::: EXTRACTED ENTRIES :::

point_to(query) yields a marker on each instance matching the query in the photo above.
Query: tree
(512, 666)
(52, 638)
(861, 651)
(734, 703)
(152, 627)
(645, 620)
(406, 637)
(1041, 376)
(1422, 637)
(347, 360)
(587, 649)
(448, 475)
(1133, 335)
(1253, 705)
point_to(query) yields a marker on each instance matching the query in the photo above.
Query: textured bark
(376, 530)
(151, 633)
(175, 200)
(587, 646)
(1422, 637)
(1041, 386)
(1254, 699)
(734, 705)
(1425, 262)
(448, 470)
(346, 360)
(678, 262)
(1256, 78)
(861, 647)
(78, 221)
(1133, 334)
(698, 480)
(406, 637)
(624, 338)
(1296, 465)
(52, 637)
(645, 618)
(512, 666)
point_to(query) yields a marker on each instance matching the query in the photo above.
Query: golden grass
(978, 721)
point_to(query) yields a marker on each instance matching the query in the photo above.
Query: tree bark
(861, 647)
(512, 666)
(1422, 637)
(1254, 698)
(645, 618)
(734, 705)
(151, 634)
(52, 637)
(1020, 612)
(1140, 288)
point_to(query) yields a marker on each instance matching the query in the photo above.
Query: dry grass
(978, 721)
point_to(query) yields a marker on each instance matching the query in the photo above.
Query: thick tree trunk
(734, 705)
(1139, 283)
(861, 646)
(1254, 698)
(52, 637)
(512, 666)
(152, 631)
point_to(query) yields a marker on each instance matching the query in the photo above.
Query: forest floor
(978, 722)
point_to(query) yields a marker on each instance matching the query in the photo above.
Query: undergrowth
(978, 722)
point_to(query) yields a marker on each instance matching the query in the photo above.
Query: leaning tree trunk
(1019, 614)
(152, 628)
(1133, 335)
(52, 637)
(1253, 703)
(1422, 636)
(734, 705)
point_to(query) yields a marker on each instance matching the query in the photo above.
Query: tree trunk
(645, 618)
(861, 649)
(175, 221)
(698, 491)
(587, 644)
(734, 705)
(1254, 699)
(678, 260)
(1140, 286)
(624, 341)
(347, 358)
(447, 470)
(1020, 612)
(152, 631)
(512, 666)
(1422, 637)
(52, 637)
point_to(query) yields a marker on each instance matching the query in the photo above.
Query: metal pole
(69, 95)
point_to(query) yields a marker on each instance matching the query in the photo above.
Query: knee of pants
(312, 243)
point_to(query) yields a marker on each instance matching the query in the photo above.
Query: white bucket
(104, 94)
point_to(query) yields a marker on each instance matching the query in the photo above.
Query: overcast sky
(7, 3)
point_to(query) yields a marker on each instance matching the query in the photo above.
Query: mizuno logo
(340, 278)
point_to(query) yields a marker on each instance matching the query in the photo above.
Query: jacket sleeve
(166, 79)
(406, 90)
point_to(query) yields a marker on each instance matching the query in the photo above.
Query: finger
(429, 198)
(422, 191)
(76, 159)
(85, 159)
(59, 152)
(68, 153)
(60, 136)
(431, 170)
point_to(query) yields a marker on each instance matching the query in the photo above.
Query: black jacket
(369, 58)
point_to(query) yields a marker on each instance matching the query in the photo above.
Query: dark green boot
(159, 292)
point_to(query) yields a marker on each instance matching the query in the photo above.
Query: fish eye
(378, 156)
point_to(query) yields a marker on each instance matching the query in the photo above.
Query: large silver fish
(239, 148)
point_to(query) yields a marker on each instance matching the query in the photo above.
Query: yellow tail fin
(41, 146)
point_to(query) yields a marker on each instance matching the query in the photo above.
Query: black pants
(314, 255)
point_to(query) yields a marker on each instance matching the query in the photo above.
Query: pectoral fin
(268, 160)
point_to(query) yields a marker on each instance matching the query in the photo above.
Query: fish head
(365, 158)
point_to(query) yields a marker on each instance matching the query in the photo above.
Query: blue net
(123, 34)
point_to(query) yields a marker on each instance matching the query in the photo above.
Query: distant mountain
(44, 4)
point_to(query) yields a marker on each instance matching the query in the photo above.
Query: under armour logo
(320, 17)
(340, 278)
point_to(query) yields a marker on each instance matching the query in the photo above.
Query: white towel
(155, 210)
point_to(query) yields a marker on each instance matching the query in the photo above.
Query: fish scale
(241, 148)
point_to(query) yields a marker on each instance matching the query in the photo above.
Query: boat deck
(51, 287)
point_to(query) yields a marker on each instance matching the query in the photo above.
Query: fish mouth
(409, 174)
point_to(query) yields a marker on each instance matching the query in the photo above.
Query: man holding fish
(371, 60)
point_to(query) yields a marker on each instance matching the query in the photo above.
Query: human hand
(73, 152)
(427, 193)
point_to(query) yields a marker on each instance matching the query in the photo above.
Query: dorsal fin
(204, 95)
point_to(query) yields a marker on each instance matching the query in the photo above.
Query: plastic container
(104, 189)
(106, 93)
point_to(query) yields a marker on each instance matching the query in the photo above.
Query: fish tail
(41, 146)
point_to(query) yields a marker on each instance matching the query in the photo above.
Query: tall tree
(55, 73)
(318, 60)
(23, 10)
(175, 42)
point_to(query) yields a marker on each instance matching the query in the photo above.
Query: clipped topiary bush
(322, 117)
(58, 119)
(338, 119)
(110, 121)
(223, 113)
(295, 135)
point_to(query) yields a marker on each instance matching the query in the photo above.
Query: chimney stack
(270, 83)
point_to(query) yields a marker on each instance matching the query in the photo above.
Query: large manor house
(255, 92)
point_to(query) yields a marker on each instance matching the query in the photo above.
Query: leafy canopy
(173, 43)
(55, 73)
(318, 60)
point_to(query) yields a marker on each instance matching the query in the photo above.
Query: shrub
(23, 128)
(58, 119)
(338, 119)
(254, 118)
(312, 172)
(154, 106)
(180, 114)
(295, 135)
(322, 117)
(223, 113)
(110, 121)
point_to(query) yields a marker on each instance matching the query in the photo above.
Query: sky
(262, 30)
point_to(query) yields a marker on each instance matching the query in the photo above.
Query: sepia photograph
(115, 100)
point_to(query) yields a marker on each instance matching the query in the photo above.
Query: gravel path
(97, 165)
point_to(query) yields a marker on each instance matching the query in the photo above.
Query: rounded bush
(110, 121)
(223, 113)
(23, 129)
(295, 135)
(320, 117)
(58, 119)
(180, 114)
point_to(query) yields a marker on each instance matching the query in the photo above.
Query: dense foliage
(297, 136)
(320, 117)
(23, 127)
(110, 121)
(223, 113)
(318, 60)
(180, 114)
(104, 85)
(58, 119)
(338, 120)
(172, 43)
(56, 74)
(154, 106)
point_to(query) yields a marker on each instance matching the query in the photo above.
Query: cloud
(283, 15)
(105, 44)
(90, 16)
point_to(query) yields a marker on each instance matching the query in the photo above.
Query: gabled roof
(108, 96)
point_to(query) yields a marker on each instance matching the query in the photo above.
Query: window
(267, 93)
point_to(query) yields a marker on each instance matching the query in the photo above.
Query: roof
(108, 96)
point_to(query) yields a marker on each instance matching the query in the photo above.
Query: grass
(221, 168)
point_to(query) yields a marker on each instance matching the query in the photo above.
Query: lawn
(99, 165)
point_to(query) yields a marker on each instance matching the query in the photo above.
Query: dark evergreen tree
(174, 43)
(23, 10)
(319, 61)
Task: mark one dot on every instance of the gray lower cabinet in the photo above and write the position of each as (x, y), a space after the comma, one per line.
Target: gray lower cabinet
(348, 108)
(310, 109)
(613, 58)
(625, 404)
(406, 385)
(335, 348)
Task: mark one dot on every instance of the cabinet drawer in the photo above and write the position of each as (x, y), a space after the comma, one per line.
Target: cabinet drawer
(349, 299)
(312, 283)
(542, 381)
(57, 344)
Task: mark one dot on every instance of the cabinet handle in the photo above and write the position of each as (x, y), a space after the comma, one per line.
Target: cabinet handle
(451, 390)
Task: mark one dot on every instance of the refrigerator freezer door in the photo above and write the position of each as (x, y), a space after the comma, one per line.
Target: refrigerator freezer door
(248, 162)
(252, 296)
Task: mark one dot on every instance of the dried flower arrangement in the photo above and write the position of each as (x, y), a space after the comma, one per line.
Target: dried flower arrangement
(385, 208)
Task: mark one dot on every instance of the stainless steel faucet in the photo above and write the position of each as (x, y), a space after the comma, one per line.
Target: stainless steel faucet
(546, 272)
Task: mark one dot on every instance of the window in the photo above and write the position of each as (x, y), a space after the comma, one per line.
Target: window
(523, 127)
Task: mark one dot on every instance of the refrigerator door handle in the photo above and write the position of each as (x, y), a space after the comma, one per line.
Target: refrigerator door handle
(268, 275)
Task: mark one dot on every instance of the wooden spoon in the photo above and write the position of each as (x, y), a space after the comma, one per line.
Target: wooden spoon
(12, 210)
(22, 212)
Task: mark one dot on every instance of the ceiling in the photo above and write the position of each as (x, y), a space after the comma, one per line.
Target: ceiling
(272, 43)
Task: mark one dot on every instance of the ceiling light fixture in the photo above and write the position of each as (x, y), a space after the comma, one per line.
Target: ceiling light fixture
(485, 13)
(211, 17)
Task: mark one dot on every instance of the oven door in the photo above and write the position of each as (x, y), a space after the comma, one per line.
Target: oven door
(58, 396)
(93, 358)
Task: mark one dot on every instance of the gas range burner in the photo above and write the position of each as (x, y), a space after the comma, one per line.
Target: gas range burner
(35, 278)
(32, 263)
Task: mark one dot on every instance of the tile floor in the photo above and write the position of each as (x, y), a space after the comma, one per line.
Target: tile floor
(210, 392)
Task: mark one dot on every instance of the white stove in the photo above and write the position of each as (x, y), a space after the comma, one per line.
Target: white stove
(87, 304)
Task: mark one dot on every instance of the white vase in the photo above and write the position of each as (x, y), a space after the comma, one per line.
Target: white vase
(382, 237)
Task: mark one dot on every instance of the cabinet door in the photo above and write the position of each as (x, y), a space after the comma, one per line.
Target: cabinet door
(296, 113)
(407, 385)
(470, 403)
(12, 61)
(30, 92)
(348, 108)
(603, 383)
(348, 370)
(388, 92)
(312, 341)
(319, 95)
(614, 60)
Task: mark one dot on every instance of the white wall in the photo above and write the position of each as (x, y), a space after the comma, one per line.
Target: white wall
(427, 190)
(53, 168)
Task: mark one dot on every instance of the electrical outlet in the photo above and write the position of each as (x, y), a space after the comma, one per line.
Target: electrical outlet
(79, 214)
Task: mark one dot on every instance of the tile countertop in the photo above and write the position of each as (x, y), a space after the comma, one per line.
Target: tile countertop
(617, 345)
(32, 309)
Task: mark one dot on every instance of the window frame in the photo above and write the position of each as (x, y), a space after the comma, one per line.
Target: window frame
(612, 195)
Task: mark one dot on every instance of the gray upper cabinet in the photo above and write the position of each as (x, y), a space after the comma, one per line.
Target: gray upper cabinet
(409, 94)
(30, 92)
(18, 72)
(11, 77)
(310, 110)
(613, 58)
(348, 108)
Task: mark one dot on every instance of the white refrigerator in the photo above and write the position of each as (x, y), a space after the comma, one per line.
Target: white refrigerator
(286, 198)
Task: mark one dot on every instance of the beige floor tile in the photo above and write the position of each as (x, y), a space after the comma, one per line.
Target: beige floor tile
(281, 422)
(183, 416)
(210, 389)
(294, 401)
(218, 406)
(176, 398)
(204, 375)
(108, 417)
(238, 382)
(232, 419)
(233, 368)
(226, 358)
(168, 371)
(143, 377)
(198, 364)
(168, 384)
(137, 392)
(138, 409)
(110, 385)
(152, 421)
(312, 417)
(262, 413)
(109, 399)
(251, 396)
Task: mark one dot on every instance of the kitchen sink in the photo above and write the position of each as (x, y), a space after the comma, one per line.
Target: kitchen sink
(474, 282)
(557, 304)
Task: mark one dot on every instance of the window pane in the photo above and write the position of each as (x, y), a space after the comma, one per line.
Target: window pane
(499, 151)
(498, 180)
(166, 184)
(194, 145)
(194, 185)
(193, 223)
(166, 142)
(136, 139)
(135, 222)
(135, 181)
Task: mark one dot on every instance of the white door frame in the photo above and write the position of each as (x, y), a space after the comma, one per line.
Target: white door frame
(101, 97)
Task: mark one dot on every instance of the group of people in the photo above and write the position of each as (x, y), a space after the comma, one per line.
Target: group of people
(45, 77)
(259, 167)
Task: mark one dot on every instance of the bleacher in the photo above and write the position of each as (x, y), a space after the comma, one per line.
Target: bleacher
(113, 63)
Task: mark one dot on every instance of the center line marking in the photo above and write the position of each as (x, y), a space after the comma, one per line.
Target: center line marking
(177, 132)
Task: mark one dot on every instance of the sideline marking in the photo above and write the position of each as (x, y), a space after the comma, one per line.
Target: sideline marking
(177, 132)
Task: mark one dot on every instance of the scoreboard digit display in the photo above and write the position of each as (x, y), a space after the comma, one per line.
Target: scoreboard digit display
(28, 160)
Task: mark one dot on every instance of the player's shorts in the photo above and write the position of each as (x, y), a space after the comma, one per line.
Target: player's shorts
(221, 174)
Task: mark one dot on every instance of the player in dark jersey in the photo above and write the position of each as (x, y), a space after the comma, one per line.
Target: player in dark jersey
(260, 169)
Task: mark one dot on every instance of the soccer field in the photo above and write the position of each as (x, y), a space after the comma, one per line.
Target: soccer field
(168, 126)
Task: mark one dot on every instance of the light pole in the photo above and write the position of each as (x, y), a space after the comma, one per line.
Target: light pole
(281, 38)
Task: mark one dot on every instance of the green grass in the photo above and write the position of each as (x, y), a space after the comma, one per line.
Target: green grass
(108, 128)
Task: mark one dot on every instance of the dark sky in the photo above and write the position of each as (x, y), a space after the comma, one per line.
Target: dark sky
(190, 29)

:::

DIRECTION
From the line with "Task: mark one dot on every instance of the scoreboard" to the last line of the material, give every line again exactly, and only those lines.

TASK RESPONSE
Task: mark one dot on every instance of the scoreboard digit display in the photo above and write the position of each as (x, y), a space after the comma, one per line.
Target: scoreboard digit display
(28, 160)
Task: mark one dot on every instance of the player's shorts in the photo above and write the position of each as (x, y), a space after the comma, one per line.
Target: player's shorts
(221, 174)
Task: mark one dot on every instance of the player in dark jersey in the photo above and write the position of each as (x, y), a space after the comma, one per line.
Target: player in dark jersey
(260, 169)
Task: mark one dot on every instance of the soccer field in the photo above and write the position of each as (x, y), a space after the comma, one per line.
Target: soccer field
(168, 126)
Task: mark one dot on every instance of the light pole in the photo above and write the position of each as (x, y), a space after the comma, one per line.
Target: light pole
(281, 38)
Task: mark one dot on every instance of the green grass in the photo above and write the position of each as (x, y), a space after the comma, one per line.
Target: green grass
(108, 128)
Task: mark one dot on every instance of the dark sky in the photo above and write the position of each as (x, y), a space after the comma, one per line.
Target: dark sky
(190, 29)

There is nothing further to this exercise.